● Task description: Give the data again in full, with every character unchanged.
----
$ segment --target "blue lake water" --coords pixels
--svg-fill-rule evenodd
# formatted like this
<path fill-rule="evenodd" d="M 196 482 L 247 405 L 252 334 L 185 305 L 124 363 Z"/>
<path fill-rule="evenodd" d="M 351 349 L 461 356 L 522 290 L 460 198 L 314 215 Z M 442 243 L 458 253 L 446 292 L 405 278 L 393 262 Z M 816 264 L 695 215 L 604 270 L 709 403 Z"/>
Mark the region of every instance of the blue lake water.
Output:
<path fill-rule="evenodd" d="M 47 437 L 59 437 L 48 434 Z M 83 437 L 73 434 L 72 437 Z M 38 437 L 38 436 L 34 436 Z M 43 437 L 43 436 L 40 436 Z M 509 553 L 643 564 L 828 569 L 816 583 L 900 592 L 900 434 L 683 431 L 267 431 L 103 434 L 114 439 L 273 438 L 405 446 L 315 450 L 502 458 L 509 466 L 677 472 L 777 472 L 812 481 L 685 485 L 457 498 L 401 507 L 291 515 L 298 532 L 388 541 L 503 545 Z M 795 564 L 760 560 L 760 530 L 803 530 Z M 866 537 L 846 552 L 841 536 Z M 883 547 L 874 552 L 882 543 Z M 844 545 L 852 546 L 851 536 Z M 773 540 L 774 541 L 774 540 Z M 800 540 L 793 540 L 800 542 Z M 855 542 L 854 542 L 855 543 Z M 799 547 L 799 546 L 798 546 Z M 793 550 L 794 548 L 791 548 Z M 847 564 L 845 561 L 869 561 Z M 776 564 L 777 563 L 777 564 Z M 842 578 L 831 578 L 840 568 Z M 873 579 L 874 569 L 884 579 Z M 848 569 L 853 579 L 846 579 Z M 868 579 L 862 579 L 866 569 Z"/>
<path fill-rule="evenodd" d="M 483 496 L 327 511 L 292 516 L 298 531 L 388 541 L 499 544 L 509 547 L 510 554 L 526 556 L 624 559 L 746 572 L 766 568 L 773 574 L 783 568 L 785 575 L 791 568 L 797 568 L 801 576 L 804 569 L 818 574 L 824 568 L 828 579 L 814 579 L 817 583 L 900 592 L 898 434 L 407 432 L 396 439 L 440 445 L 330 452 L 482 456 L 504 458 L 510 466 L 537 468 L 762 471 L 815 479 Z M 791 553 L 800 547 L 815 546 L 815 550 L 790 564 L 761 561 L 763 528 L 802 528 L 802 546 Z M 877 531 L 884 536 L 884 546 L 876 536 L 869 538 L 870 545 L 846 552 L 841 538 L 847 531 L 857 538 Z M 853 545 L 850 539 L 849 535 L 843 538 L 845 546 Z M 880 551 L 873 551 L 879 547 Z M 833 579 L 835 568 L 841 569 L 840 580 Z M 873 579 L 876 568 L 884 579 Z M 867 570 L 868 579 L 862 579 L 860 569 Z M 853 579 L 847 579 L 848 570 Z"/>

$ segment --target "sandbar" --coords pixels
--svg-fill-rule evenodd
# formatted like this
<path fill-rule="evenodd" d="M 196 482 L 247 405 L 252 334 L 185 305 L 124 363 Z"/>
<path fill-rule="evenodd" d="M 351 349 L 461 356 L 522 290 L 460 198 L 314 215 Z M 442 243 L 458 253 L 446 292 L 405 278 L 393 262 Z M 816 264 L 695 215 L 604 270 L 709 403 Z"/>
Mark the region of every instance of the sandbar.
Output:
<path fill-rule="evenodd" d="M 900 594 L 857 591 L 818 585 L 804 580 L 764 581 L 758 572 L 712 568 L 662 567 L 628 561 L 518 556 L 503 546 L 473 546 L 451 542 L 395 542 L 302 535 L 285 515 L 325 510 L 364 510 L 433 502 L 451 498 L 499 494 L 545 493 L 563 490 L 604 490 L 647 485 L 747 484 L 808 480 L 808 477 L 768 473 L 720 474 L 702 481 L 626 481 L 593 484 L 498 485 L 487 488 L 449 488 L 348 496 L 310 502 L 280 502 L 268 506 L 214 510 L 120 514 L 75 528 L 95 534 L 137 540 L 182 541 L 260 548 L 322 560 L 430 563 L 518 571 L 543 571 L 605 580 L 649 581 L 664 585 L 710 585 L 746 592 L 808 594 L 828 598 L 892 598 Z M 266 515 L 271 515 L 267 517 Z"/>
----
● Response to the task:
$ segment --target "blue lake water" --coords pixels
--svg-fill-rule evenodd
# formatted like this
<path fill-rule="evenodd" d="M 196 482 L 247 405 L 252 334 L 185 305 L 124 363 Z"/>
<path fill-rule="evenodd" d="M 351 349 L 461 356 L 522 290 L 460 198 L 314 215 Z M 442 243 L 458 253 L 446 292 L 405 278 L 393 262 Z M 816 264 L 695 215 L 604 270 L 709 403 Z"/>
Mark the region of every instance of the blue lake water.
Output:
<path fill-rule="evenodd" d="M 47 437 L 59 437 L 48 434 Z M 83 437 L 73 434 L 72 437 Z M 38 437 L 38 436 L 34 436 Z M 43 437 L 43 436 L 40 436 Z M 509 553 L 643 564 L 828 569 L 816 583 L 900 592 L 900 434 L 683 431 L 267 431 L 103 434 L 114 439 L 273 438 L 405 446 L 315 450 L 502 458 L 509 466 L 677 472 L 777 472 L 812 481 L 685 485 L 457 498 L 401 507 L 291 515 L 298 532 L 388 541 L 503 545 Z M 795 564 L 760 560 L 760 530 L 803 530 Z M 866 537 L 846 552 L 841 536 Z M 883 547 L 874 552 L 882 543 Z M 844 545 L 852 546 L 851 536 Z M 773 540 L 774 541 L 774 540 Z M 800 540 L 793 540 L 800 542 Z M 855 542 L 854 542 L 855 543 Z M 799 547 L 799 546 L 798 546 Z M 793 550 L 794 548 L 791 548 Z M 847 564 L 845 561 L 869 561 Z M 776 564 L 777 563 L 777 564 Z M 842 578 L 831 578 L 840 568 Z M 873 579 L 874 569 L 884 579 Z M 848 569 L 853 579 L 846 579 Z M 868 579 L 862 579 L 866 569 Z"/>
<path fill-rule="evenodd" d="M 483 496 L 327 511 L 292 516 L 298 531 L 388 541 L 499 544 L 509 547 L 510 554 L 526 556 L 624 559 L 746 572 L 766 568 L 773 574 L 783 568 L 785 575 L 791 568 L 797 568 L 801 576 L 804 569 L 818 574 L 824 568 L 828 579 L 814 579 L 817 583 L 900 592 L 898 434 L 407 432 L 396 439 L 440 445 L 330 452 L 482 456 L 504 458 L 510 466 L 537 468 L 762 471 L 815 479 Z M 791 553 L 800 547 L 815 546 L 815 550 L 790 564 L 761 561 L 763 528 L 802 528 L 802 546 Z M 877 531 L 884 536 L 884 546 L 876 536 L 869 538 L 870 545 L 846 552 L 841 538 L 847 531 L 857 538 Z M 853 545 L 850 539 L 849 535 L 843 538 L 845 546 Z M 880 551 L 873 551 L 879 547 Z M 833 579 L 835 568 L 841 569 L 840 580 Z M 873 579 L 876 568 L 884 579 Z M 867 570 L 868 579 L 862 579 L 860 569 Z M 853 579 L 847 579 L 848 570 Z"/>

$ segment --target "sandbar" --coords pixels
--svg-fill-rule evenodd
# formatted like this
<path fill-rule="evenodd" d="M 196 482 L 247 405 L 252 334 L 185 305 L 124 363 Z"/>
<path fill-rule="evenodd" d="M 351 349 L 461 356 L 522 290 L 460 198 L 314 215 Z M 442 243 L 458 253 L 446 292 L 405 278 L 393 262 Z M 816 264 L 695 215 L 604 270 L 709 403 Z"/>
Mark the region of every instance of the sandbar.
Output:
<path fill-rule="evenodd" d="M 900 594 L 857 591 L 818 585 L 804 580 L 764 581 L 758 572 L 712 568 L 662 567 L 628 561 L 518 556 L 503 546 L 473 546 L 451 542 L 395 542 L 302 535 L 285 515 L 325 510 L 364 510 L 433 502 L 451 498 L 499 494 L 545 493 L 563 490 L 604 490 L 647 485 L 747 484 L 808 480 L 808 477 L 768 473 L 720 474 L 702 481 L 626 481 L 593 484 L 498 485 L 487 488 L 449 488 L 348 496 L 310 502 L 280 502 L 268 506 L 214 510 L 120 514 L 75 528 L 95 534 L 137 540 L 182 541 L 260 548 L 322 560 L 430 563 L 518 571 L 543 571 L 605 580 L 649 581 L 664 585 L 710 585 L 746 592 L 808 594 L 828 598 L 892 598 Z M 266 515 L 271 515 L 267 517 Z"/>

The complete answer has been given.